PASSAGE TO READ START
Environment & Energy
In reply to the discussion: TEPCO Rose [View all]PamW
(1,825 posts)Last edited Sat Feb 23, 2013, 08:09 PM - Edit history (1)
RobertEarl stated:
I think I have figured out what good ol' Arnie has been trying to tell us. This: Fukushima reactor plutonium experienced spontaneous fission.
Just so you know; it was NOT a case of spontaneous fission not happening and then all of a sudden it happened and we got an explosion. That is NOT the case.
In any amount of Plutonium that contains Pu-240 and Pu-242; even weapons grade plutonium; spontaneous fission is happening ALL the time.
In any macroscopic amount of Pu-240 / Pu-242; there are huge numbers of atoms of Pu-240 / Pu-242. So even though the probability per atom is small; since there are a huge number of atoms; there is a constant background of neutrons due to these spontaneous fissions.
PASSAGE TO READ END
▶ TASK INSTRUCTIONS:
Extend the forum reply about spontaneous fission in plutonium, beginning after its final sentence and keeping its explanatory manner.
DATA SUPPLIED START
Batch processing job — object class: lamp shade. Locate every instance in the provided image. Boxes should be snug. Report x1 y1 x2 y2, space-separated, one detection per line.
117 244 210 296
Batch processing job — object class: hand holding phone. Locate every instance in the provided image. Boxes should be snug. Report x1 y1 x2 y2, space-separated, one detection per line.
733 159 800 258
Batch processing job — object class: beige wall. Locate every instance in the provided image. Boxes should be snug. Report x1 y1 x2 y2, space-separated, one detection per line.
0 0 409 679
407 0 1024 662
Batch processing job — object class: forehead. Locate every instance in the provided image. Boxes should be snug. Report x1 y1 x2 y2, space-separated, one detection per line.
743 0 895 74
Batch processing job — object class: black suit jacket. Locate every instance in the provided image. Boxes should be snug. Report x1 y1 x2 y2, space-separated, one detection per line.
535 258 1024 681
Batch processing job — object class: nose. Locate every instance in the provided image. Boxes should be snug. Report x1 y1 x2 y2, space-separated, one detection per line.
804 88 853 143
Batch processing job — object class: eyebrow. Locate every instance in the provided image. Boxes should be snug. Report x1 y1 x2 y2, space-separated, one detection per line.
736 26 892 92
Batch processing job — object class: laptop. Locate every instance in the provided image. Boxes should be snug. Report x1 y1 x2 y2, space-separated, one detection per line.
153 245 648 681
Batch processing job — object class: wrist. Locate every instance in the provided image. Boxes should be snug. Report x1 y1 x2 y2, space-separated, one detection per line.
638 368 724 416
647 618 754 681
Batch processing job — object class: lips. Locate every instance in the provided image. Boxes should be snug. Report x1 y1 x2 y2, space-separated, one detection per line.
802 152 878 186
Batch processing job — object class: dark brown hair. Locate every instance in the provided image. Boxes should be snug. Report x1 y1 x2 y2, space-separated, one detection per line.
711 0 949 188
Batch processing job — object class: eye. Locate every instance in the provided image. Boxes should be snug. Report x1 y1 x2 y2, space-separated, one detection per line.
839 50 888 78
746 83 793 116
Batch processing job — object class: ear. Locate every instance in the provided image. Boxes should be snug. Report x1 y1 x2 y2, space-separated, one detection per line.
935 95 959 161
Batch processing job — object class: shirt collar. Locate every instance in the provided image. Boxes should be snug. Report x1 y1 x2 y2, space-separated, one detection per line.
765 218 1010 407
DATA SUPPLIED END
▶ RESPONSE AREA:
In weapons grade plutonium, the amount of Pu-240 / Pu-242 is low enough so that this background of neutrons is low enough. Even though when in a bomb the background neutrons will start multiplying as the bomb assembles, the original level is low enough that the bomb doesn't predetonate or disassemble before assembly is complete.
If you have reactor grade plutonium, the presence of more Pu-240 / Pu-242 means the background level is higher. This means that the amplification of the neutron population needed to get enough energy production to predetonate or disassemble the bomb core is less; because you started with a higher level to begin with. That means it takes less time, and the predetonation can "beat" the assembly and cause the bomb to fizzle out. That's why you can't make a bomb with reactor grade plutonium.
Arnie Gundersen was TOTALLY WRONG in EVERYTHING he said.
What you saw in the Unit-3 explosion was a hydrogen explosion that occurred OUTSIDE the containment building. As a result of that explosion, a bunch of non-radioactive structural material was dispersed. However, that explosion wasn't the source of the radioactive contamination as Gundersen claimed.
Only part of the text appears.